TASKS FOR THIS EXERCISE:
#1 In the Brakettes article, during which years was Kathy Arendsen a Brakette?
#2 From the Brakettes article, reproduce the passage from "It was the recognition" to "first in 1958.".

TEXT TO READ:
= = = = =

Through changes, challenges, Stratford Brakettes have led softball world for 75 years

It was the recognition that Kathy Arendsen remembers.

People in Stratford knew her. During her pitching career and years later, they’d see her, recognize her, greet her fondly.

She was a pitcher from Michigan who played for an amateur softball team in Connecticut.

“In women’s sports, especially in team sports,” said Arendsen, a Brakette from 1978 to 1992, “that wasn’t exactly normal.”

Neither, really, are the Stratford Brakettes, who cap their 75th season this weekend at the Women’s Major Softball National Championship at DeLuca Field in Stratford. They’re seeking their 39th national title of one form or another since they won their first in 1958.

“To this area, (the team) meant a lot,” Brakettes legend Joan Joyce said. “Maybe not as much right now as it did years ago. It was the No. 1 attraction in the Stratford area. It was THE attraction, with the men’s and women’s teams here.”

= = = = =

Collected data entries:
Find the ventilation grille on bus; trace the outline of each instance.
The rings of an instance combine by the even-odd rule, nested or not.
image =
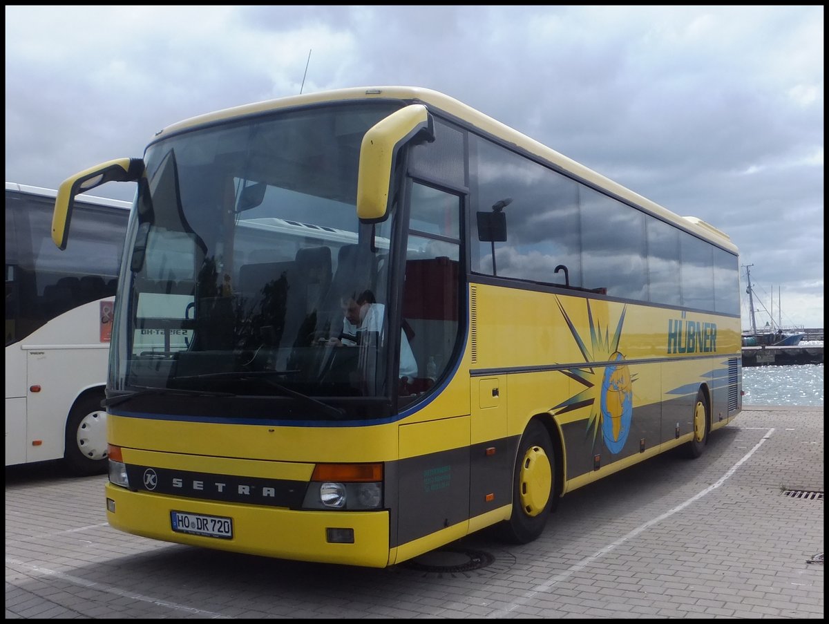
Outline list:
[[[478,289],[469,287],[469,350],[472,363],[478,363]]]
[[[728,411],[729,413],[737,409],[737,358],[728,361]]]

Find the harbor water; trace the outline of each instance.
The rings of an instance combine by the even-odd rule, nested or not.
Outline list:
[[[823,364],[743,368],[743,408],[752,405],[823,406]]]

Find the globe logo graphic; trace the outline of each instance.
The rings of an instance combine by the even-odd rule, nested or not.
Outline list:
[[[610,356],[610,360],[616,363],[604,369],[602,378],[602,436],[610,452],[616,454],[624,446],[630,433],[633,392],[624,356],[617,351]]]

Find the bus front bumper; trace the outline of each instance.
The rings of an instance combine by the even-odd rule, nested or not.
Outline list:
[[[390,563],[385,510],[296,511],[133,492],[111,483],[106,485],[106,497],[109,524],[135,535],[296,561],[371,568],[385,568]],[[230,519],[232,536],[205,537],[173,530],[174,511]],[[349,529],[353,530],[353,543],[328,541],[330,529]]]

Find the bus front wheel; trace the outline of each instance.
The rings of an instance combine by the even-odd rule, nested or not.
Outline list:
[[[79,476],[107,471],[106,412],[104,395],[94,392],[75,402],[66,421],[64,459]]]
[[[694,401],[694,437],[686,446],[686,452],[691,459],[696,459],[705,450],[708,443],[709,422],[708,398],[701,388],[696,391],[696,399]]]
[[[498,527],[501,538],[528,544],[544,531],[553,495],[555,456],[547,430],[531,421],[521,436],[512,475],[512,514]]]

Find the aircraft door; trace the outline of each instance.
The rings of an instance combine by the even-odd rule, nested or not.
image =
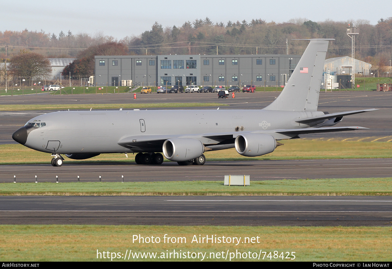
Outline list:
[[[144,120],[140,120],[140,131],[142,132],[146,131],[146,125],[144,123]]]
[[[56,151],[58,149],[60,146],[60,141],[48,141],[48,144],[46,146],[46,149],[48,150],[53,150]]]

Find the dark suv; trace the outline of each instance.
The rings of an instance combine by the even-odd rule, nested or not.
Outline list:
[[[170,89],[170,91],[169,91],[169,93],[178,93],[179,92],[182,93],[184,92],[184,87],[182,87],[182,85],[180,85],[180,90],[178,89],[178,85],[174,85],[174,86],[172,86],[172,87]]]

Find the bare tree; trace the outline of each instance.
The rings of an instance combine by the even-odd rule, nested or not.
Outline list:
[[[51,73],[49,60],[38,53],[23,51],[10,62],[10,73],[14,76],[28,79],[30,85],[32,78],[48,77]]]

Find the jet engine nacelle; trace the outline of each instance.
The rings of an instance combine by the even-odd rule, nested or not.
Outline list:
[[[163,155],[168,160],[185,162],[199,158],[204,153],[204,146],[197,139],[171,138],[163,142]]]
[[[244,134],[236,138],[236,150],[240,154],[255,157],[270,153],[276,147],[276,141],[265,134]]]
[[[65,154],[65,156],[74,160],[85,160],[98,156],[100,154],[100,153],[71,153]]]

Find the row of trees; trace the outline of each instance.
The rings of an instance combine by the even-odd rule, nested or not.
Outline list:
[[[31,81],[37,76],[44,77],[50,71],[49,61],[43,56],[45,55],[55,58],[76,58],[64,69],[64,75],[70,72],[72,75],[93,75],[96,55],[208,55],[216,54],[217,49],[219,54],[285,54],[286,40],[289,54],[301,55],[307,44],[292,40],[309,38],[336,39],[329,46],[327,58],[350,55],[351,39],[346,35],[349,23],[359,29],[359,34],[356,39],[356,58],[381,68],[389,65],[392,59],[392,17],[381,19],[375,25],[366,20],[318,23],[301,18],[281,24],[267,23],[258,19],[249,23],[244,20],[214,24],[207,17],[196,19],[193,23],[186,22],[181,27],[174,25],[163,28],[156,22],[151,30],[137,36],[127,37],[120,42],[113,41],[113,37],[102,34],[94,37],[83,34],[74,36],[70,30],[67,35],[62,31],[58,36],[42,31],[33,32],[25,29],[20,32],[0,32],[0,46],[8,45],[9,48],[11,47],[10,75]],[[30,45],[41,48],[45,46],[67,48],[59,49],[55,55],[52,53],[54,51],[50,49],[46,53],[42,51],[40,54],[34,53],[36,48],[20,49],[17,55],[12,53],[16,49],[13,51],[11,44],[22,45],[25,43],[27,46],[29,42]],[[68,50],[65,52],[63,49]],[[72,52],[71,49],[74,50]],[[0,47],[0,56],[5,52],[4,47]]]

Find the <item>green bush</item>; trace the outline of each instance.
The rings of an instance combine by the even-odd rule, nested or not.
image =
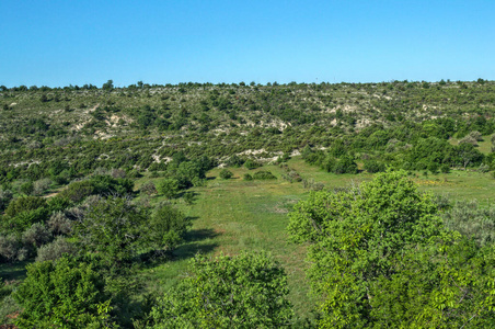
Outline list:
[[[16,319],[20,328],[108,328],[110,300],[103,277],[85,263],[65,258],[26,266],[27,277],[13,293],[23,311]]]
[[[196,257],[187,272],[158,300],[153,328],[280,328],[291,322],[286,273],[265,253]]]
[[[228,179],[230,179],[232,177],[233,177],[233,172],[230,171],[229,169],[226,168],[226,169],[220,170],[220,178],[221,179],[228,180]]]
[[[173,178],[165,178],[157,183],[157,191],[166,198],[173,198],[179,193],[179,181]]]
[[[151,216],[146,239],[153,249],[170,251],[182,242],[189,226],[191,222],[182,212],[162,205]]]

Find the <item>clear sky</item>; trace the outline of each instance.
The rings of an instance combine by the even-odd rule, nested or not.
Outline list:
[[[495,80],[495,0],[0,0],[0,84]]]

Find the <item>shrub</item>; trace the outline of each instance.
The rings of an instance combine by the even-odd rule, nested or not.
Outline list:
[[[228,180],[228,179],[232,178],[232,175],[233,175],[233,173],[229,169],[220,170],[220,178],[221,179]]]
[[[10,217],[22,212],[35,211],[46,206],[46,200],[38,196],[22,196],[12,200],[5,209],[5,214]]]
[[[151,216],[147,240],[156,250],[170,251],[182,242],[189,225],[182,212],[171,205],[161,205]]]
[[[253,174],[253,179],[255,180],[276,180],[277,178],[269,171],[260,170]]]
[[[46,224],[54,236],[68,235],[72,231],[72,220],[62,212],[51,214]]]
[[[483,141],[483,136],[477,131],[469,133],[468,136],[470,136],[471,138],[475,139],[476,141]]]
[[[265,253],[196,257],[158,300],[153,328],[280,328],[293,316],[284,269]],[[215,315],[215,316],[211,316]]]
[[[441,164],[440,171],[441,171],[442,173],[449,173],[449,172],[450,172],[450,166],[447,164],[447,163]]]
[[[84,197],[94,193],[94,186],[90,181],[73,182],[69,184],[58,196],[79,203]]]
[[[249,170],[252,170],[252,169],[256,169],[256,168],[262,167],[262,164],[260,164],[258,162],[253,161],[253,160],[250,159],[250,160],[244,162],[244,167],[246,169],[249,169]]]
[[[2,212],[12,200],[12,192],[10,190],[0,189],[0,212]]]
[[[50,179],[41,179],[33,183],[33,194],[34,195],[43,195],[46,190],[51,185]]]
[[[173,198],[179,193],[179,181],[173,178],[166,178],[157,183],[157,191],[166,198]]]
[[[24,260],[27,257],[27,250],[22,246],[18,235],[0,235],[0,258],[2,261]]]
[[[51,232],[42,223],[33,224],[28,229],[22,234],[22,241],[34,249],[48,243],[51,240]]]
[[[367,160],[365,161],[365,170],[369,173],[385,171],[385,164],[380,163],[376,160]]]
[[[36,261],[55,261],[60,259],[64,254],[74,254],[76,247],[68,242],[64,237],[57,237],[54,241],[43,245],[37,250]]]
[[[157,188],[154,186],[154,183],[152,181],[148,181],[141,186],[141,192],[151,195],[157,193]]]
[[[237,155],[231,156],[231,157],[229,158],[229,160],[227,161],[227,166],[228,166],[228,167],[235,167],[235,168],[239,168],[239,167],[241,167],[242,164],[244,164],[244,160],[241,159],[241,158],[239,158],[239,156],[237,156]]]
[[[477,202],[456,202],[441,215],[447,228],[473,238],[480,245],[495,242],[495,207],[480,207]]]
[[[461,140],[459,140],[459,145],[461,144],[471,144],[476,146],[477,145],[477,140],[476,138],[473,138],[472,136],[468,135],[464,138],[462,138]]]
[[[65,258],[26,266],[27,277],[14,292],[23,311],[16,319],[21,328],[108,328],[110,300],[103,279],[92,266]],[[103,307],[103,308],[102,308]],[[105,310],[106,309],[106,310]],[[101,311],[103,310],[103,311]]]

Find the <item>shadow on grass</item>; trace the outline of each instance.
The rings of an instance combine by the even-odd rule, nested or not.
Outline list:
[[[196,253],[209,253],[219,245],[217,242],[205,243],[205,240],[214,239],[219,234],[211,228],[193,229],[187,232],[185,243],[173,251],[174,260],[193,258]]]
[[[206,240],[214,239],[219,234],[210,228],[193,229],[184,237],[184,243],[173,251],[151,250],[138,256],[138,260],[142,262],[142,265],[150,268],[168,261],[186,260],[193,258],[196,253],[209,253],[219,245]]]

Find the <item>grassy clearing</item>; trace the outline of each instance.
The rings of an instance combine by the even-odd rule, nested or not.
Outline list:
[[[333,174],[318,167],[308,166],[300,158],[291,159],[289,167],[303,179],[322,182],[325,188],[342,188],[371,180],[368,173]],[[193,205],[177,203],[193,218],[192,231],[187,242],[175,252],[175,259],[142,271],[150,291],[163,292],[177,283],[184,273],[187,260],[196,252],[206,254],[235,254],[241,250],[267,250],[285,266],[290,286],[290,299],[298,316],[306,316],[314,305],[308,296],[309,284],[304,276],[306,249],[288,242],[286,227],[288,212],[299,200],[307,197],[309,191],[302,183],[290,183],[281,179],[283,169],[265,166],[278,179],[269,181],[244,181],[244,173],[256,170],[229,168],[233,178],[219,178],[220,169],[208,173],[208,185],[195,188],[196,200]],[[482,205],[495,201],[495,180],[487,173],[453,171],[448,174],[412,178],[422,191],[448,195],[451,200],[476,198]],[[141,184],[138,182],[137,185]],[[157,179],[159,180],[159,179]],[[161,201],[152,197],[151,202]]]

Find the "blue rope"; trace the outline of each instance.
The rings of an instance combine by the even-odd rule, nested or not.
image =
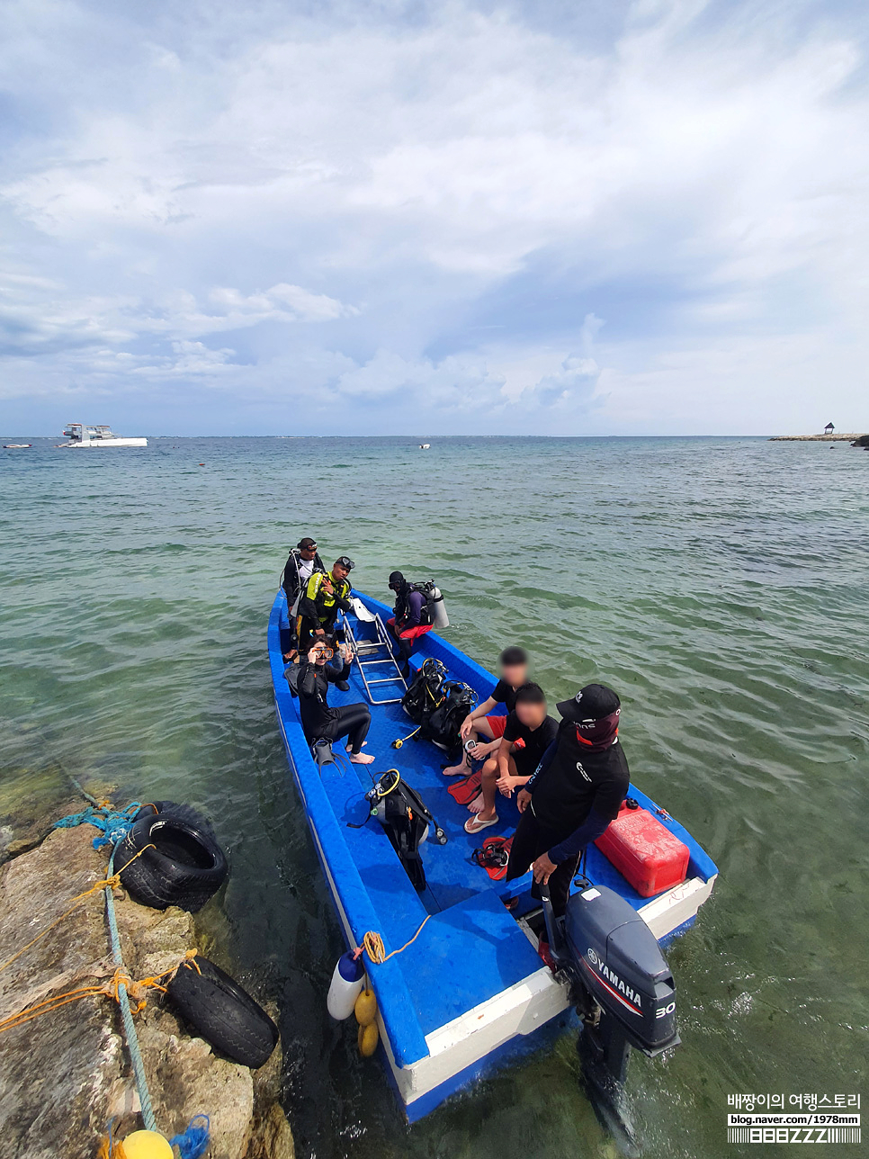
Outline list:
[[[197,1127],[197,1118],[204,1120],[205,1125]],[[181,1159],[199,1159],[200,1156],[205,1154],[209,1146],[210,1127],[211,1122],[207,1115],[193,1115],[182,1135],[173,1135],[169,1139],[169,1146],[178,1149]]]
[[[109,858],[109,877],[115,873],[115,850],[111,851],[111,857]],[[118,936],[118,924],[115,918],[115,898],[112,897],[111,889],[105,890],[105,914],[109,919],[109,935],[111,938],[111,956],[115,960],[115,964],[124,968],[124,957],[121,953],[121,938]],[[141,1103],[141,1118],[145,1123],[146,1131],[156,1131],[156,1120],[154,1118],[154,1110],[151,1106],[151,1094],[148,1093],[148,1080],[145,1077],[145,1064],[141,1058],[141,1050],[139,1049],[139,1037],[136,1033],[136,1026],[133,1025],[133,1015],[130,1009],[130,999],[126,996],[126,986],[123,982],[118,983],[118,1004],[121,1006],[121,1016],[124,1020],[124,1034],[126,1035],[126,1045],[130,1051],[130,1062],[133,1067],[133,1078],[136,1079],[136,1089],[139,1092],[139,1102]],[[159,1134],[159,1132],[158,1132]]]
[[[81,789],[78,781],[74,783]],[[85,793],[83,789],[81,792]],[[93,840],[95,850],[102,848],[103,845],[117,845],[133,828],[136,814],[141,809],[141,804],[138,801],[133,801],[126,809],[110,809],[108,806],[100,804],[90,794],[85,795],[88,800],[94,801],[94,803],[89,804],[81,812],[72,812],[68,817],[61,817],[60,821],[56,821],[54,829],[74,829],[75,825],[93,825],[95,829],[102,831],[100,837],[95,837]]]

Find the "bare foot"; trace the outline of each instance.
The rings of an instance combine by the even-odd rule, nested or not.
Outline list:
[[[470,766],[465,757],[461,758],[458,765],[450,765],[448,768],[444,770],[444,777],[467,777],[470,772]]]
[[[490,814],[488,817],[482,812],[477,812],[473,817],[468,817],[465,822],[465,832],[470,833],[473,837],[483,829],[489,829],[490,825],[497,825],[497,823],[498,815],[496,812]]]

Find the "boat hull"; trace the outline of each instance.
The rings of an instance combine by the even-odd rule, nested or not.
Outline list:
[[[73,447],[111,447],[111,446],[147,446],[148,440],[146,438],[92,438],[82,439],[76,443],[60,443],[64,450],[72,450]]]
[[[355,595],[364,599],[372,611],[380,614],[388,611],[377,600],[358,592]],[[275,600],[269,624],[269,654],[277,716],[293,782],[305,808],[314,848],[345,942],[350,948],[356,948],[362,943],[366,931],[384,930],[387,949],[401,946],[412,935],[419,914],[424,916],[426,911],[416,896],[404,897],[402,901],[400,895],[408,883],[403,880],[400,867],[396,876],[392,874],[387,861],[378,861],[372,867],[366,860],[370,851],[360,841],[367,840],[372,847],[377,847],[375,836],[371,832],[377,826],[365,826],[362,831],[349,828],[351,819],[359,817],[359,809],[352,797],[342,803],[341,794],[345,792],[348,780],[359,766],[348,764],[338,778],[330,774],[329,766],[321,771],[314,764],[301,731],[298,701],[293,700],[284,679],[279,647],[282,619],[286,621],[283,592]],[[475,680],[480,685],[481,697],[488,695],[495,684],[489,673],[479,669],[436,633],[429,633],[418,653],[416,663],[423,655],[444,658],[447,668],[459,678],[468,679],[469,683]],[[360,698],[357,695],[357,699]],[[385,712],[386,709],[372,709],[373,715]],[[397,708],[392,708],[390,712],[395,716],[400,715]],[[392,721],[390,735],[395,734],[396,723],[400,724],[400,730],[410,731],[404,716],[403,722]],[[370,741],[374,734],[372,726]],[[335,751],[339,751],[337,744]],[[392,761],[382,760],[375,767],[382,771],[381,766],[386,767],[389,763]],[[423,777],[422,767],[412,772]],[[444,781],[443,778],[439,780]],[[357,785],[357,790],[360,795],[362,786]],[[434,788],[428,788],[423,793],[426,802],[432,800],[436,792]],[[636,790],[631,789],[631,793]],[[637,795],[641,803],[648,802],[653,808],[653,802],[649,802],[642,794]],[[439,810],[436,815],[441,819]],[[451,830],[451,844],[446,847],[452,850],[450,855],[453,859],[461,854],[462,860],[454,860],[446,876],[458,877],[465,872],[462,866],[468,859],[465,857],[466,851],[460,848],[462,834],[459,832],[460,822],[465,817],[467,812],[462,811]],[[671,818],[667,818],[667,823],[676,825]],[[692,841],[692,853],[696,854],[693,861],[694,876],[656,898],[635,898],[637,910],[662,941],[670,940],[692,925],[698,907],[711,892],[716,873],[708,858],[702,863],[706,854],[696,843],[679,826],[676,828],[680,836],[685,834]],[[366,831],[367,838],[359,836]],[[463,844],[474,843],[465,838]],[[468,847],[467,853],[469,852]],[[397,862],[390,847],[387,853]],[[438,859],[446,855],[444,850],[430,852],[426,873],[430,872],[430,866],[433,877]],[[481,874],[483,870],[477,869],[476,873]],[[382,890],[379,888],[381,885]],[[541,964],[536,956],[535,939],[530,930],[510,917],[503,906],[502,898],[513,889],[517,894],[524,891],[525,896],[528,895],[530,875],[505,887],[501,894],[494,892],[490,885],[488,880],[483,887],[477,882],[479,892],[470,894],[468,890],[470,896],[459,896],[458,901],[441,894],[440,901],[444,904],[439,905],[437,891],[443,887],[434,881],[433,902],[429,902],[426,897],[431,920],[426,919],[425,938],[419,938],[407,954],[395,956],[370,971],[378,997],[381,1054],[399,1103],[411,1122],[511,1059],[538,1049],[575,1021],[567,986]],[[414,891],[407,889],[406,892],[412,895]],[[385,911],[384,897],[389,910],[407,905],[407,913],[402,918],[403,928],[392,939],[385,928],[390,914]],[[418,912],[414,911],[412,904],[418,906]],[[479,933],[475,940],[476,931]],[[437,954],[441,955],[443,977],[437,974],[437,962],[432,972],[430,958]],[[469,981],[466,976],[467,970],[462,972],[462,962],[475,954],[480,956],[480,971],[484,975],[495,971],[499,983],[483,990],[477,986],[475,990],[473,979]],[[428,977],[434,979],[428,989],[421,986],[418,978],[421,971],[425,975],[426,970]],[[458,998],[453,994],[447,997],[446,993],[431,993],[431,990],[438,990],[439,983],[445,991],[455,991]],[[452,1016],[447,1016],[450,1014]]]

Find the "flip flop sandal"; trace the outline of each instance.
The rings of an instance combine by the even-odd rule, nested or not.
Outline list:
[[[476,833],[481,833],[484,829],[489,829],[491,825],[497,825],[498,818],[492,817],[491,821],[481,821],[480,817],[474,814],[473,817],[468,817],[465,822],[465,832],[474,837]]]

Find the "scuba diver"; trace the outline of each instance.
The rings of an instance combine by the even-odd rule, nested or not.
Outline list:
[[[519,825],[510,847],[506,880],[534,872],[532,897],[549,883],[553,911],[567,907],[583,850],[619,816],[630,786],[619,744],[621,702],[604,684],[586,684],[556,705],[562,721],[540,764],[519,790]]]
[[[416,584],[408,583],[401,571],[389,573],[389,591],[395,592],[395,607],[386,627],[399,646],[401,675],[410,676],[410,654],[419,636],[432,629],[429,598]]]
[[[306,653],[315,639],[333,632],[339,611],[350,611],[348,576],[355,567],[349,556],[341,555],[331,571],[314,571],[308,580],[299,599],[295,625],[300,653]]]
[[[308,580],[315,571],[326,571],[326,564],[320,559],[316,549],[316,540],[311,535],[305,535],[295,547],[290,548],[284,571],[280,576],[280,586],[286,592],[286,611],[290,618],[290,628],[282,629],[280,651],[284,659],[294,659],[299,650],[297,636],[295,618],[299,613],[299,600],[302,589],[307,586]]]
[[[336,655],[341,666],[330,663]],[[352,651],[343,640],[336,642],[333,636],[323,634],[313,641],[299,666],[297,683],[301,727],[312,745],[320,739],[331,744],[345,736],[352,764],[371,765],[374,758],[362,751],[371,727],[368,706],[360,704],[333,708],[329,705],[329,685],[346,681],[352,658]]]
[[[482,760],[489,757],[501,744],[504,735],[507,716],[516,708],[516,693],[528,679],[528,655],[524,648],[505,648],[501,654],[501,679],[491,691],[491,695],[477,705],[477,707],[465,717],[461,724],[460,736],[462,741],[462,755],[458,765],[451,765],[444,770],[444,777],[467,777],[470,772],[470,755],[468,743],[475,742],[473,749],[474,759]],[[489,716],[492,708],[504,705],[506,714],[501,716]],[[480,737],[483,743],[480,743]]]

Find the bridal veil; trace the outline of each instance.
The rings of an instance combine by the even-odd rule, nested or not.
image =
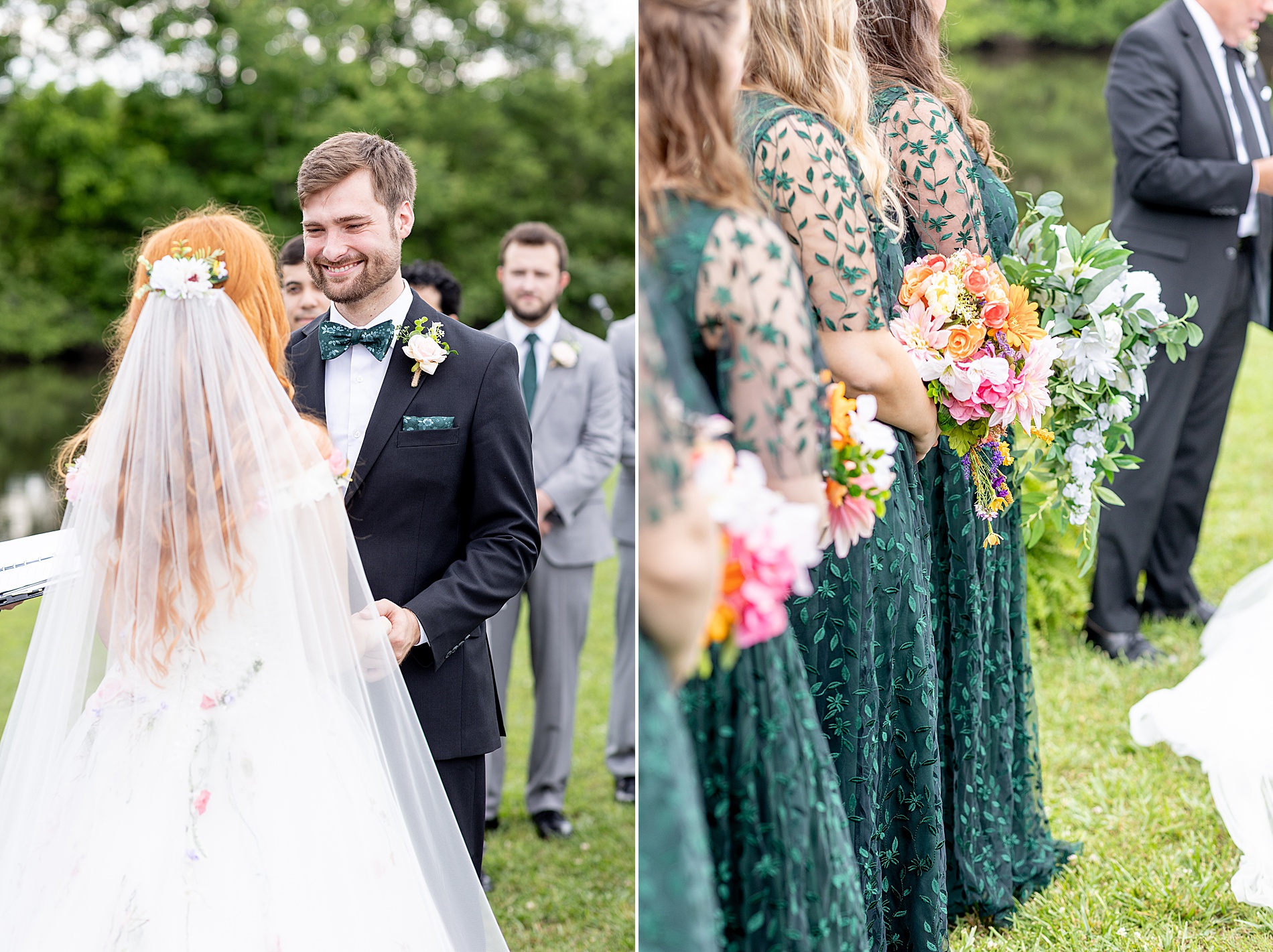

= = = = =

ANSWERS TO THE EXERCISE:
#1 From 1978 to 1992.

#2
It was the recognition that Kathy Arendsen remembers.

People in Stratford knew her. During her pitching career and years later, they’d see her, recognize her, greet her fondly.

She was a pitcher from Michigan who played for an amateur softball team in Connecticut.

“In women’s sports, especially in team sports,” said Arendsen, a Brakette from 1978 to 1992, “that wasn’t exactly normal.”

Neither, really, are the Stratford Brakettes, who cap their 75th season this weekend at the Women’s Major Softball National Championship at DeLuca Field in Stratford. They’re seeking their 39th national title of one form or another since they won their first in 1958.